• Your goal
Please copy out the part of the lines that opens with the first line and closes with the line containing "[(139, 56), (165, 55), (191, 55)]", both included and nothing after it. Scale every coordinate in the answers by 0.6, rounding to whole numbers with halves going up, and leave the requests and their format samples unchanged.

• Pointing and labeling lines
========
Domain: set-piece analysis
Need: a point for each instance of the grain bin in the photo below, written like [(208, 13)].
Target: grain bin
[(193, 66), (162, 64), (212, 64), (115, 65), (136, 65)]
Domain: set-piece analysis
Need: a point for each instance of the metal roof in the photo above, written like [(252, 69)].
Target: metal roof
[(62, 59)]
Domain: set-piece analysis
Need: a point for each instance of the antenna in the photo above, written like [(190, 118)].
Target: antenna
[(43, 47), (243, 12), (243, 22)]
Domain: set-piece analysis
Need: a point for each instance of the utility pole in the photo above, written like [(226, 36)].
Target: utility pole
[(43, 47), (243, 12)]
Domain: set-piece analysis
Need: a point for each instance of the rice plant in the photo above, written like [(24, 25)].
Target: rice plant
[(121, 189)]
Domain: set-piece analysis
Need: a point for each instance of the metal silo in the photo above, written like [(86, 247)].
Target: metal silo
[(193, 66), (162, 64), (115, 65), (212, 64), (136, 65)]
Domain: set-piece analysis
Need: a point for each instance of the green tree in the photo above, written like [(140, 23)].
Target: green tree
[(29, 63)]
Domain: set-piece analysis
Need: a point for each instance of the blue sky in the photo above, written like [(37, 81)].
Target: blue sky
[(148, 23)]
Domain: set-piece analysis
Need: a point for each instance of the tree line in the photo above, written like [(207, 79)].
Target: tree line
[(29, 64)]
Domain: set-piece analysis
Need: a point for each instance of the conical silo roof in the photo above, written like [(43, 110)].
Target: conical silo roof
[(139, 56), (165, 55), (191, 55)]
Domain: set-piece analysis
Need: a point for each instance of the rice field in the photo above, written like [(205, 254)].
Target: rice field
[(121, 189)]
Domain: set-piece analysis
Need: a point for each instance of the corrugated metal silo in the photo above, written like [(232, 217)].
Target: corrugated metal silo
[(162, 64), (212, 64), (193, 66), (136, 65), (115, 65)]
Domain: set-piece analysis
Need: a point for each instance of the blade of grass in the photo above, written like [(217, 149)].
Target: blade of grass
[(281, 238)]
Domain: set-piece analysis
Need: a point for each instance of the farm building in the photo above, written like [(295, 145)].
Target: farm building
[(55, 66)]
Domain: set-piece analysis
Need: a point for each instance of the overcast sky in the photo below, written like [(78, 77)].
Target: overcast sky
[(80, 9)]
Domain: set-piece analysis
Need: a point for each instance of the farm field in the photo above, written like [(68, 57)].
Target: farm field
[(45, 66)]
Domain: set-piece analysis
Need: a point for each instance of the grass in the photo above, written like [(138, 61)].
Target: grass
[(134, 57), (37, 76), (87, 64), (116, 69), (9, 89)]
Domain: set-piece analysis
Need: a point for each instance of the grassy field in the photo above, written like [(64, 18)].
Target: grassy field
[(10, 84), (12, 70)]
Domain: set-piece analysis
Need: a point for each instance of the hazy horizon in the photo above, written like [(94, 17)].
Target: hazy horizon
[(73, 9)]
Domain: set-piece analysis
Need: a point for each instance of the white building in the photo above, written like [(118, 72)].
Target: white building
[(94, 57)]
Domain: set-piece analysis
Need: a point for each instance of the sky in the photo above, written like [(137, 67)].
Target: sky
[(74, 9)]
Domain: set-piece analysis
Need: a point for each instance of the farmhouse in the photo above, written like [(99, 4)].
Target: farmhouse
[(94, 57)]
========
• Solution to this problem
Domain: set-piece analysis
Need: a point for each instance of the grain bin in the photo below, written like [(208, 13)].
Target: grain bin
[(116, 40), (97, 38), (127, 38), (69, 39), (82, 39)]
Domain: set-piece analysis
Need: a point for each instance of the metal roof in the photo above, written like [(252, 69)].
Target: metal roof
[(37, 35)]
Domain: set-piece analysis
Need: a point for each instance of the antenna in the photo above, written like [(190, 118)].
Target: antenna
[(26, 28), (146, 7), (146, 13)]
Domain: set-piece analysis
Need: a point for each instance of the utility pole in the photo above, written like [(226, 36)].
Target: utility pole
[(26, 28), (146, 7)]
Domain: set-piece analysis
Need: a point for each instance of the rice plant in the photo above, written like [(24, 25)].
Target: rice plant
[(73, 113)]
Domain: set-piece analysis
Need: a point for each instance of the metal silo in the photo above, written like [(86, 247)].
Target: metal silo
[(116, 40), (97, 38), (69, 39), (127, 38), (82, 39)]
Domain: set-piece analysis
Need: a point for each instance of the green tree in the photo above, written like [(140, 23)].
Target: green tree
[(17, 38)]
Domain: set-piece analysis
Need: a point for each instance of the blue sky in the photo above, written like [(37, 81)].
Target: blue sky
[(89, 14)]
Domain: set-piece analysis
Need: a point for each instance of the tree line in the photo above, written like [(207, 79)].
Target: tree line
[(17, 38)]
Domain: set-piece analysis
Need: a point for each instance of the conical silo roof in the photo above, written like [(43, 110)].
Target: conical silo roof
[(83, 34), (99, 33), (115, 33)]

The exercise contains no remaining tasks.